▸ SUPPLIED PASSAGE:
******************************

# The Influence of Wide-Directional Asymmetric Spraying on Machining Deformation of Aluminum Alloy Plates

**Authors:** Yang Li, Zhongkun Lin, Yanan Li, Xiwu Li, Kai Zhu, Mingyang Yu, Ying Li, Hongwei Yan

PMC · DOI: 10.3390/ma18204802 · Materials · 2025-10-21

## TL;DR

This study examines how asymmetric residual stresses and machining strategies affect deformation in aluminum alloy plates used in aerospace components.

## Contribution

The study introduces a method to reduce machining deformation by optimizing residual stress states and diagonal milling sequences.

## Key findings

- Lower initial stress asymmetry leads to less deformation in aluminum alloy plates.
- Diagonal milling reduces deformation by up to 4% compared to other strategies.
- Optimizing stress release during machining significantly improves precision in aerospace manufacturing.

******************************

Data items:
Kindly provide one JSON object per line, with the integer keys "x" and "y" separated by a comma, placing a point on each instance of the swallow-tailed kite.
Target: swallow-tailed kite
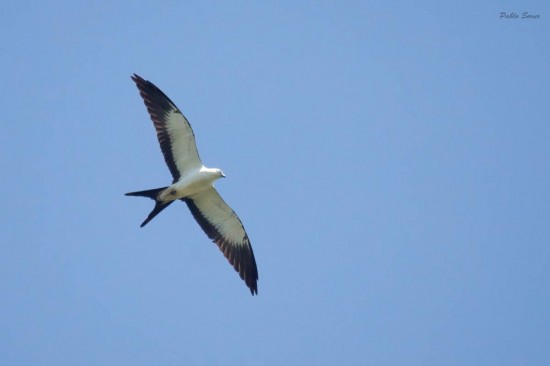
{"x": 193, "y": 184}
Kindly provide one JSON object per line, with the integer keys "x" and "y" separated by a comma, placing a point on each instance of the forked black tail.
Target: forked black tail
{"x": 152, "y": 194}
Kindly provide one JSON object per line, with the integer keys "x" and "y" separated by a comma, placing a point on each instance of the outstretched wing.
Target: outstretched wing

******************************

▸ OBJECTIVE: According to the summary of the aluminum alloy plate machining study, by how much does diagonal milling reduce deformation compared to other strategies?

▸ OUTPUT OF THE EXERCISE: Up to 4%.